=== Task directions ===
Retype every line from the top of the entries down to the one with "# inside = enclosed", both included, and skip the pictures.

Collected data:
****************

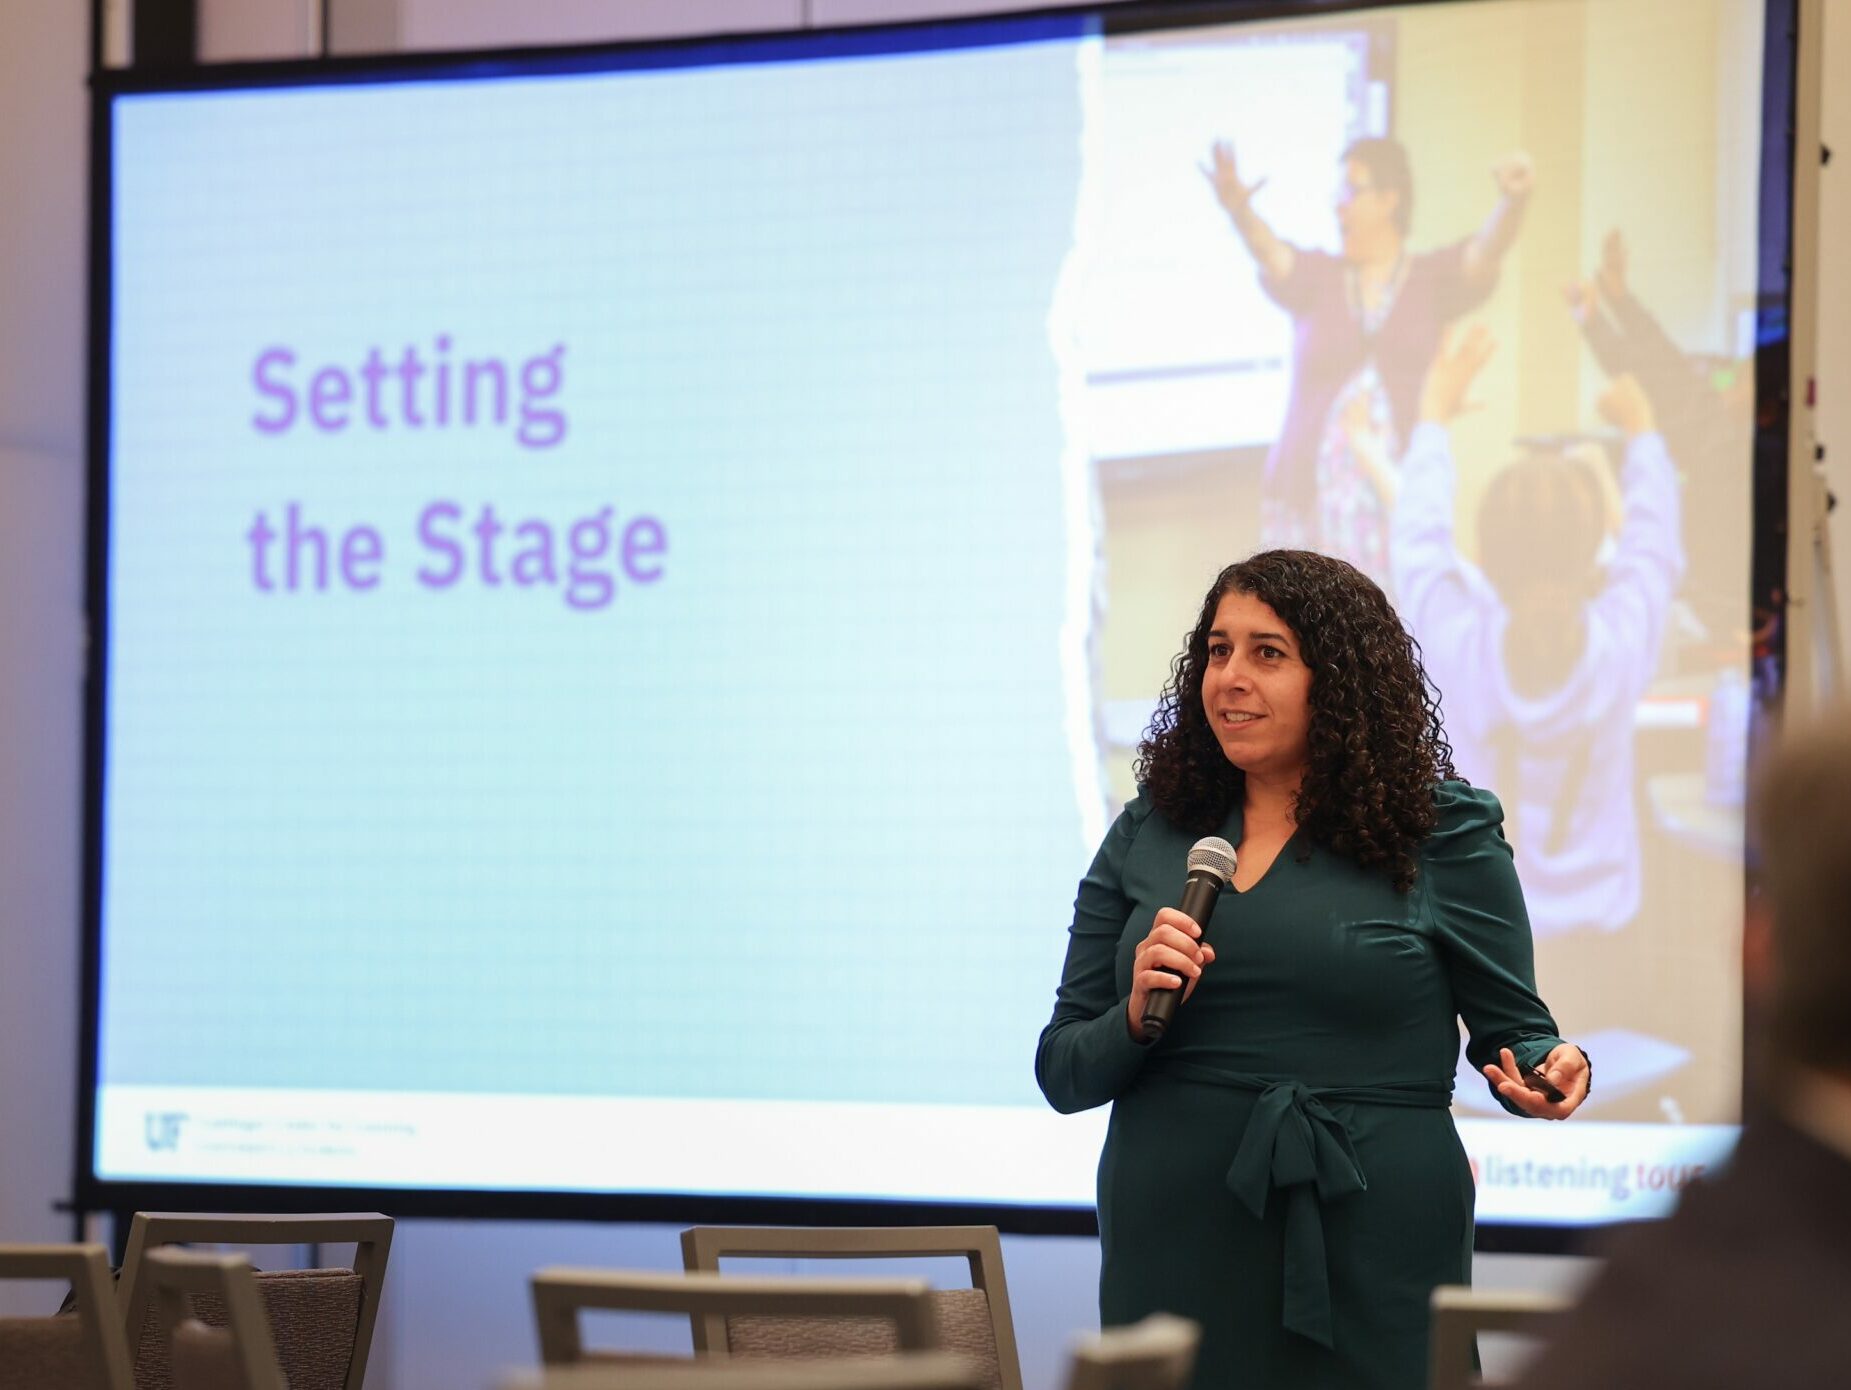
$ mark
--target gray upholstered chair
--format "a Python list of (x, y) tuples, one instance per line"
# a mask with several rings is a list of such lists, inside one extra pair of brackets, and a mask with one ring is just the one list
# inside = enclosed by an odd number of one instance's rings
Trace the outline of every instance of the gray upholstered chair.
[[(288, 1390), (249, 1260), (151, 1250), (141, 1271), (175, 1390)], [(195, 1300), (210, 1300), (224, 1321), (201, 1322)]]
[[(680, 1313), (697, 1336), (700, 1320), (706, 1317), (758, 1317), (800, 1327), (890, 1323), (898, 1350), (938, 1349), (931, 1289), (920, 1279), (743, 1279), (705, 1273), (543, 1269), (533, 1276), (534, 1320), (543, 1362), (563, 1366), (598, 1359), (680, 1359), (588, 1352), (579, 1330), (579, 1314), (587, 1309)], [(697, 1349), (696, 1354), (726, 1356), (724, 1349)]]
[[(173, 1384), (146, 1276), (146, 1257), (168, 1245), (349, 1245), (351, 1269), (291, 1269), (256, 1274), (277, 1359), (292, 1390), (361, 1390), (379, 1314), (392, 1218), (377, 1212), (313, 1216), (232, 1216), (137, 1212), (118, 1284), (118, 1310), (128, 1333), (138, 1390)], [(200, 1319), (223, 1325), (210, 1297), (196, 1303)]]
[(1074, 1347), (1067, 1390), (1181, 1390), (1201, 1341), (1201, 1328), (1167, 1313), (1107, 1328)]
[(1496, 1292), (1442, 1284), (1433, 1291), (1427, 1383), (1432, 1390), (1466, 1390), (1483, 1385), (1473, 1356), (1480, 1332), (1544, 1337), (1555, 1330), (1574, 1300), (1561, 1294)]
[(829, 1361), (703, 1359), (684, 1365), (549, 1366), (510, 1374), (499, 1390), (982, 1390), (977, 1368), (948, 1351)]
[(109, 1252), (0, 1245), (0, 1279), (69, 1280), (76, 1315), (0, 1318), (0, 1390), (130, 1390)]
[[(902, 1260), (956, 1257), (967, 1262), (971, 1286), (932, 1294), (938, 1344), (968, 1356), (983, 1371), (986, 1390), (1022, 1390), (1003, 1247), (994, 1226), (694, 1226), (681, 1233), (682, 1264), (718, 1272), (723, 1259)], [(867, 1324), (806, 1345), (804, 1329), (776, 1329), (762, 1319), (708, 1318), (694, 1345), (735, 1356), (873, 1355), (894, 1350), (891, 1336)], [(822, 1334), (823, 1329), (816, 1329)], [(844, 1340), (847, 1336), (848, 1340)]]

****************

=== Completed exercise ===
$ mark
--target gray upholstered chair
--format "a Python list of (x, y) tuples, one instance per line"
# a mask with several rings is a list of such lists, inside one extra pair of brackets, and a mask with one ring is just the one list
# inside = enclosed by an odd number of one instance's rings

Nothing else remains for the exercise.